- Given exercise -
Your task is to copy the material exactly.

- Material supplied -
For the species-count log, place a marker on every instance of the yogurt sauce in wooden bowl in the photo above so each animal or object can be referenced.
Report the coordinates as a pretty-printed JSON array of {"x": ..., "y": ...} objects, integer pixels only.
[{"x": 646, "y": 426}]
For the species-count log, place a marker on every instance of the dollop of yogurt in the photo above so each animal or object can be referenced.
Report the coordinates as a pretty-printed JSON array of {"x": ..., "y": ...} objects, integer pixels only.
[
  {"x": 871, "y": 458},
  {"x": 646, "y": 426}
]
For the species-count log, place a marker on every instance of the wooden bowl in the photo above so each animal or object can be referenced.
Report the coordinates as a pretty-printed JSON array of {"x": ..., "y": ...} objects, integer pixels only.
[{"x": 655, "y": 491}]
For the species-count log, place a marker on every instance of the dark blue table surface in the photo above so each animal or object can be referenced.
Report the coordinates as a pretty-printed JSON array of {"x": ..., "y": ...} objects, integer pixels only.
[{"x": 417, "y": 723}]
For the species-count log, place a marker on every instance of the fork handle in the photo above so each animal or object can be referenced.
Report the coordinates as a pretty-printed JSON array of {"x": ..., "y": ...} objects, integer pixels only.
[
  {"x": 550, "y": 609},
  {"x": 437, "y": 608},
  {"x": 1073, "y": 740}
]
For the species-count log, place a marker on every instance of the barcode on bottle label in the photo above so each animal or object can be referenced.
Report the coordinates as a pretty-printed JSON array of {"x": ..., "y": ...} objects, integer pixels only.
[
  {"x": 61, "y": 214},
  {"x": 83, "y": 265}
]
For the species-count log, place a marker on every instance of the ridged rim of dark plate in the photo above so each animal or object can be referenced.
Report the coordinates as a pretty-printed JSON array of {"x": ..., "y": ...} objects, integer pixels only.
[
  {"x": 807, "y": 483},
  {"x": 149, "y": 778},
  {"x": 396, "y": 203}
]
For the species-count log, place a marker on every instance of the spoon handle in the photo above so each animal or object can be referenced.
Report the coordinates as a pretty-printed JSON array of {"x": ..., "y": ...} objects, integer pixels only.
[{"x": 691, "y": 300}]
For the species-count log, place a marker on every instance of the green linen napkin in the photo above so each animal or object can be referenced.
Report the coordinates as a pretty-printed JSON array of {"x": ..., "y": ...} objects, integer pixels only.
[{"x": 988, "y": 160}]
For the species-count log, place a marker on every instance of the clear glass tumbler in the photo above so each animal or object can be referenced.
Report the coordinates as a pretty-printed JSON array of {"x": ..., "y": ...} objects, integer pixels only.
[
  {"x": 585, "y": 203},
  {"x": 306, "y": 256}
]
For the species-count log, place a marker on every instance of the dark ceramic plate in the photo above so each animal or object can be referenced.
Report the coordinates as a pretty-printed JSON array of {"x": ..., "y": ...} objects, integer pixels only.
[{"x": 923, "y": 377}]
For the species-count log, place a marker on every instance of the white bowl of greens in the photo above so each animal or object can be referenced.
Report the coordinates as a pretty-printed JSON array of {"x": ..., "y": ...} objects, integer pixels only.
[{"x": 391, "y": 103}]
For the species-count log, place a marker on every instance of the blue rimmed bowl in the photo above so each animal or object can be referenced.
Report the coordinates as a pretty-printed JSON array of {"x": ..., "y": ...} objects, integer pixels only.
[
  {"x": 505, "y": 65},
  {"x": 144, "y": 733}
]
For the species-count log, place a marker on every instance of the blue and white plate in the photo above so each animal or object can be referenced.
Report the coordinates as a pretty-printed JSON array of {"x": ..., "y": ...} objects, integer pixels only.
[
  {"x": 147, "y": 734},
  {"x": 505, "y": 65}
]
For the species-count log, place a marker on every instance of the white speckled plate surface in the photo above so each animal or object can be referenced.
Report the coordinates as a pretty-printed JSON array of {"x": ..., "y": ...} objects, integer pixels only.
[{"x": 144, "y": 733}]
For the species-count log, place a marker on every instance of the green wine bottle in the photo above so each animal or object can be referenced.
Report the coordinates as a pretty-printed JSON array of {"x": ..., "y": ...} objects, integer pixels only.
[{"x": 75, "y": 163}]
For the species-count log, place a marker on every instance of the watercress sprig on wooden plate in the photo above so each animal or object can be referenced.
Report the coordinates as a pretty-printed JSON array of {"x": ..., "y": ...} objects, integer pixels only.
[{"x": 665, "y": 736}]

- Task response -
For the species-count log, place a marker on every instance of the yogurt sauce in wooden bowl in the photo above so each animal or object can be referenced.
Report the coordinates as a pretty-printed JSON array of {"x": ..., "y": ...} objects, integer pixels only.
[{"x": 646, "y": 426}]
For the species-count log, place a marker on every instance of the dollop of yogurt in the photo above so each animal or object can be referenced.
Report the coordinates as a pretty-printed JSON array of {"x": ..., "y": ...} objects, integer pixels only.
[
  {"x": 871, "y": 458},
  {"x": 646, "y": 426}
]
For the species-count log, place a marker on every instance of the wooden bowl in the photo above so each animal or object can be referenced.
Report the coordinates as a pretty-printed JSON array of {"x": ..., "y": ...} objects, integer pixels only.
[{"x": 655, "y": 491}]
For the species-count log, place a marker on every instance of the dark blue table surface in the photo above so each animal or object can be referenced.
Report the coordinates as a pretty-printed JSON array of {"x": ..., "y": ...} objects, integer pixels only.
[{"x": 417, "y": 723}]
For the species-count log, place a marker on every instance of the fork handle in the photo above so each animal or object can be referenced.
Report the coordinates as a pretty-printed JSON array of {"x": ..., "y": ...} objects, integer pixels only.
[
  {"x": 550, "y": 609},
  {"x": 437, "y": 608},
  {"x": 1073, "y": 740}
]
For the species-count log, place a marker on every instance of the barcode on bottle label in the photo above so each animal or object can be referenced.
Report the coordinates as a pretty-printed JSON array of {"x": ..., "y": ...} objects, integer pixels only.
[
  {"x": 61, "y": 214},
  {"x": 83, "y": 265}
]
For the species-count log, place a marker on every instance of the ridged rim of dark plate in the photo above so each animal or object can be referenced.
Report the coordinates as a pretty-printed JSON array of {"x": ..., "y": ...} objects, integer pixels only.
[
  {"x": 807, "y": 483},
  {"x": 149, "y": 778},
  {"x": 396, "y": 203}
]
For the species-count log, place a marker on every instance of the spoon handle in the photo above so each animal or object can be referenced.
Report the coordinates as a pretty-printed JSON array of {"x": ..., "y": ...} objects, integer pixels only.
[{"x": 691, "y": 300}]
For the species-count log, place a marker on every instance of the green linen napkin in the photo above so each animal or object can be referenced.
Report the coordinates as a pretty-printed JSON array of {"x": ..., "y": ...} objects, integer pixels only.
[{"x": 988, "y": 160}]
For the species-count log, place a marker on every instance of the clear glass tumbler in the photo above so each animal or object can be referenced.
Report the coordinates as a pretty-printed JSON array of {"x": ..., "y": ...} objects, integer pixels only.
[
  {"x": 585, "y": 203},
  {"x": 306, "y": 256}
]
For the species-count log, place a marker on every instance of the dark ceramic plate in the photo above so each animal or object can be referenced.
Report the coordinates as a pretty-printed JSON array of {"x": ..., "y": ...} objects, integer pixels only.
[{"x": 923, "y": 377}]
For the species-count log, place a marker on every instance of the white bowl of greens in the photo above so each animal or object can be referenced.
Report the coordinates as a pretty-printed JSON array of {"x": ..., "y": ...} objects, integer pixels only.
[{"x": 391, "y": 103}]
For the species-count log, place a marker on every instance of the blue rimmed bowl in the photo above so each animal or object can be referenced.
Report the coordinates as a pretty-printed JSON array of {"x": ..., "y": ...} objects, integer pixels only.
[
  {"x": 505, "y": 65},
  {"x": 144, "y": 733}
]
For the species-count log, place a marker on every instance of the blue and white plate in the photo above so each animal or object can be referenced.
Report the coordinates as a pretty-printed JSON array of {"x": ..., "y": ...} objects, integer pixels only.
[
  {"x": 147, "y": 734},
  {"x": 505, "y": 65}
]
For the species-count log, place a marker on every instance of the white speckled plate surface in the photo above so each animal or object can be referenced.
Report the coordinates as a pretty-printed JSON array of {"x": ..., "y": ...} objects, integer pixels only.
[{"x": 144, "y": 733}]
For the species-count log, place a marker on every instance of the green wine bottle in the photo above so each animal or object can be referenced.
Report the coordinates as a pretty-printed JSON array of {"x": ..., "y": ...} objects, integer pixels only.
[{"x": 75, "y": 163}]
For the species-count log, place a marker on every instance of the watercress sprig on wooden plate in the photo above so each animal or object can be referenced.
Report the coordinates as a pretty-printed JSON array of {"x": ..., "y": ...} objects, integer pixels only.
[{"x": 665, "y": 736}]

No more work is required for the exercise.